*TASK INSTRUCTIONS:*
Update the market recap's passage between "Positive surprises" and "best since June.", inclusive, and replace "Consumer Discretionary" with "Information Technology".

*TEXT SHOWN:*
+---+

Slow starts
The January jobs report and it was…underwhelming. We only created 49k new jobs in January and the numbers reported for December and November were revised downward by 159k in total. The job gains in January were mainly in the professional services and local government education industries while the hospitality sector remains challenged and lost another 61k jobs after losing 536k jobs in December amid new waves of government-mandated shutdowns.
Moral of the story: This year is off to the slow start we had seen coming, which is why the market didn’t react negatively to this disappointing report. The market also appeared to put a greater chance of the Biden administration’s $1.9T stimulus bill passing given the weakness in the labor market. Additional stimulus should help provide support for small businesses and (hopefully) allow them to bring back some of their employees, but we have over 10m unemployed in this country, and if the recovery continues at this meager pace, it’s a long road ahead.
Tale of two cities
The ISM manufacturing index fell slightly for January, coming in at 58.7, down 1.8 from December. While this still indicates an expansionary environment for the manufacturing sector, companies are reporting that absenteeism from employees, short-term shutdowns to sanitize facilities, and difficulties in returning and hiring workers are all limiting manufacturing growth potential. The ISM services index, however, increased 1 point in January to 58.7, which is the highest reading for this index since February 2019. Growth in the services industries was strongest for the real estate (rental), construction, finance, transportation, and healthcare sectors while areas like accommodation and food services continued to struggle.
Moral of the story: It’s a positive that both the services and manufacturing parts of our economy are growing, but when you dig into the weeds, it’s tale of two cities between sectors that are doing well and those that are still really struggling. Hopefully the vaccine distribution and continued federal stimulus helps bridge the gap soon.
Positive surprises
It’s been another week of earnings and about 59% of the S&P 500 has reported so far this earnings season. Of those companies, 81% have reported earnings ahead of estimates. The positive earnings surprises have been about 15.2% higher than expectations. The Consumer Discretionary and Communication Services sectors saw the largest positive earnings surprises this week.
Moral of the story: The better-than-expected earnings, greater chance of stimulus, and progress on vaccine distribution contributed to major indices like the Dow Jones, S&P 500, and Nasdaq to post their best week since November. For smaller companies, included in the Russell 2000, performance this week was the best since June.

+---+

Photo-based referring expression data:
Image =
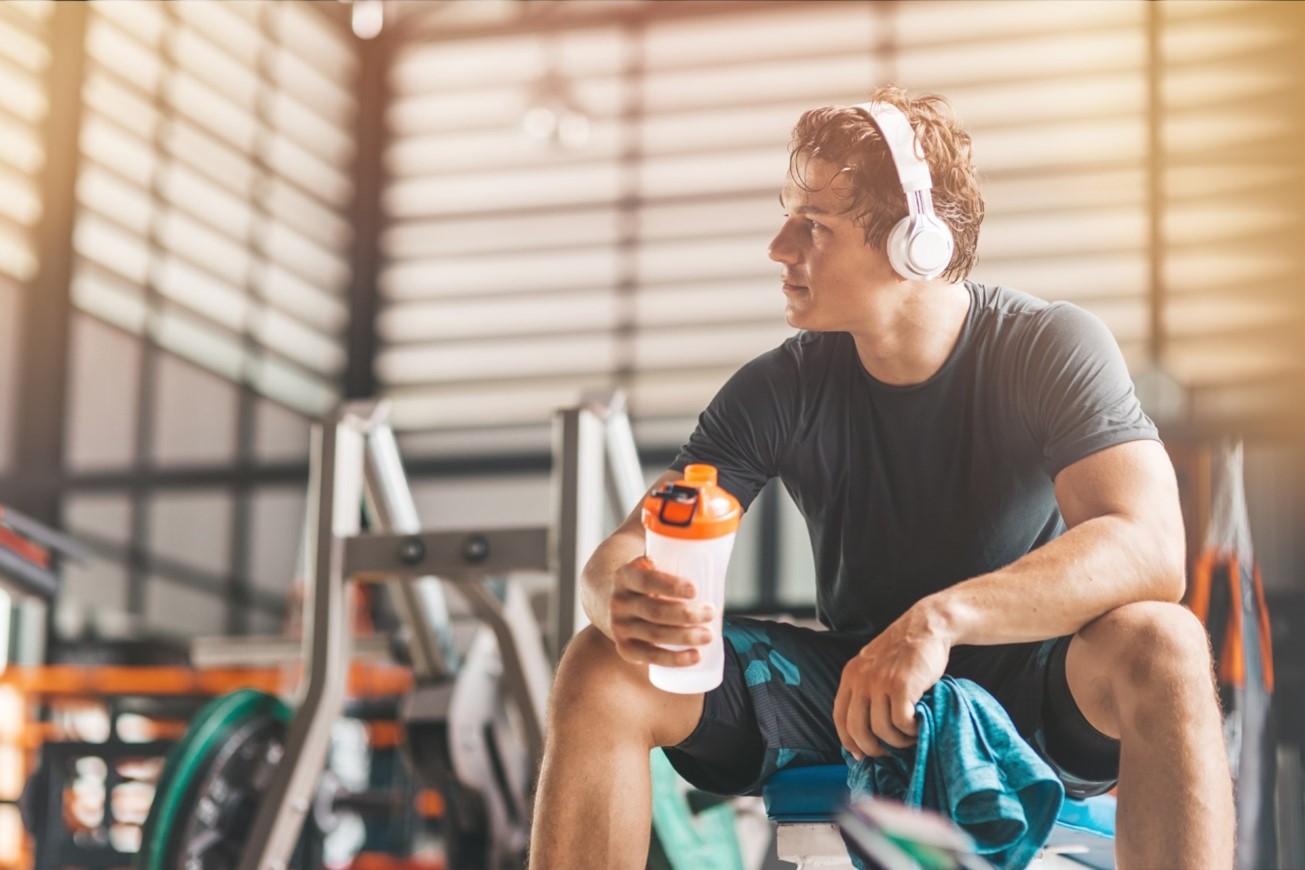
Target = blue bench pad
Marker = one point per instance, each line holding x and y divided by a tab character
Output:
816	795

+---+

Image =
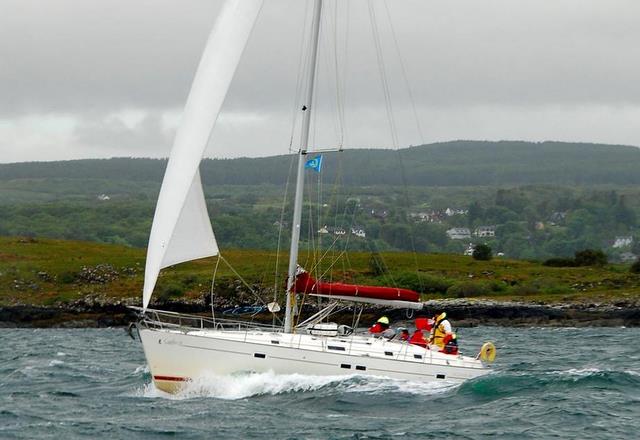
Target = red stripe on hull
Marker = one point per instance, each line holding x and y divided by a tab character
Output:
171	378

+---+

*EXPECTED OUTPUT:*
Positive surprises
It’s been another week of earnings and about 59% of the S&P 500 has reported so far this earnings season. Of those companies, 81% have reported earnings ahead of estimates. The positive earnings surprises have been about 15.2% higher than expectations. The Information Technology and Communication Services sectors saw the largest positive earnings surprises this week.
Moral of the story: The better-than-expected earnings, greater chance of stimulus, and progress on vaccine distribution contributed to major indices like the Dow Jones, S&P 500, and Nasdaq to post their best week since November. For smaller companies, included in the Russell 2000, performance this week was the best since June.